[Work to be completed]
Copy each line of the following data without making any changes.

[Items in a dataset]
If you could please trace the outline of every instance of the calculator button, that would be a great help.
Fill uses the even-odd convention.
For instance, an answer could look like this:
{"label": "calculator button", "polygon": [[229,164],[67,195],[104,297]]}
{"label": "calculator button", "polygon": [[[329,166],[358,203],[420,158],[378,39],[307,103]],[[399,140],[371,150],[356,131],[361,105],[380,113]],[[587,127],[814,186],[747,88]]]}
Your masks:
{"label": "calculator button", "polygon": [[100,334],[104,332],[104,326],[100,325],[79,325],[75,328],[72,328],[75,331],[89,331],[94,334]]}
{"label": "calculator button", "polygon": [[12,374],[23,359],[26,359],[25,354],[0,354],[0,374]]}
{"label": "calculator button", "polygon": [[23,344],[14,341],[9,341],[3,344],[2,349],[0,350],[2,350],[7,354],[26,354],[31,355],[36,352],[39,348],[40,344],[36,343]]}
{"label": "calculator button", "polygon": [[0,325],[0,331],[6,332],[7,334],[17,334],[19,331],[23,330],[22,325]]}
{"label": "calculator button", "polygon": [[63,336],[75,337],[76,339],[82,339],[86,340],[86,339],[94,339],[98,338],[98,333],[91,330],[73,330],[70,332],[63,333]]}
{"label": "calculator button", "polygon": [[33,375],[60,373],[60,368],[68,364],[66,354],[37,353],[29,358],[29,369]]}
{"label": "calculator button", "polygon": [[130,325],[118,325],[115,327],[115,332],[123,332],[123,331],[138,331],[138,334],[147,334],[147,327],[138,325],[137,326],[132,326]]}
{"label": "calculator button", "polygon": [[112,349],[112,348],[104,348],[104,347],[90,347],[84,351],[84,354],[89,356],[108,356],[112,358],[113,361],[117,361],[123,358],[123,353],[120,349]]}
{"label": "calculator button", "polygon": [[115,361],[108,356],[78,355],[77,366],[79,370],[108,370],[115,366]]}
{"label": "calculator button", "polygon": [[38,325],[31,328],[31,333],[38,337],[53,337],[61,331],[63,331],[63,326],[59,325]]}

[Final answer]
If you could please trace the outline of every instance of the calculator button, that would be a great help.
Fill uses the even-odd convention.
For instance, an answer could look like this:
{"label": "calculator button", "polygon": [[229,164],[67,195],[104,297]]}
{"label": "calculator button", "polygon": [[[329,166],[358,203],[420,158],[378,39],[307,103]],[[399,140],[371,150],[356,131],[361,105],[380,113]],[[587,127],[814,186],[747,88]]]}
Your masks:
{"label": "calculator button", "polygon": [[100,334],[104,332],[104,326],[100,325],[79,325],[75,328],[72,328],[75,331],[89,331],[94,334]]}
{"label": "calculator button", "polygon": [[12,374],[23,359],[26,359],[25,354],[0,354],[0,374]]}
{"label": "calculator button", "polygon": [[23,344],[14,341],[9,341],[3,344],[2,349],[0,350],[2,350],[7,354],[26,354],[31,355],[36,352],[39,348],[40,344],[36,343]]}
{"label": "calculator button", "polygon": [[0,325],[0,331],[6,332],[7,334],[17,334],[19,331],[23,330],[22,325]]}
{"label": "calculator button", "polygon": [[63,336],[75,337],[76,339],[82,339],[86,340],[86,339],[94,339],[98,338],[98,333],[91,330],[73,330],[70,332],[63,333]]}
{"label": "calculator button", "polygon": [[33,375],[60,373],[60,368],[68,364],[66,354],[37,353],[29,358],[29,369]]}
{"label": "calculator button", "polygon": [[130,325],[118,325],[115,327],[115,332],[123,332],[123,331],[138,331],[138,334],[147,334],[147,327],[138,325],[137,326],[132,326]]}
{"label": "calculator button", "polygon": [[112,349],[112,348],[104,348],[104,347],[90,347],[84,351],[84,354],[89,356],[108,356],[112,358],[113,361],[117,361],[123,358],[123,353],[120,349]]}
{"label": "calculator button", "polygon": [[115,361],[108,356],[78,355],[77,366],[79,370],[108,370],[115,366]]}
{"label": "calculator button", "polygon": [[38,325],[31,328],[31,333],[38,337],[53,337],[61,331],[63,331],[63,326],[59,325]]}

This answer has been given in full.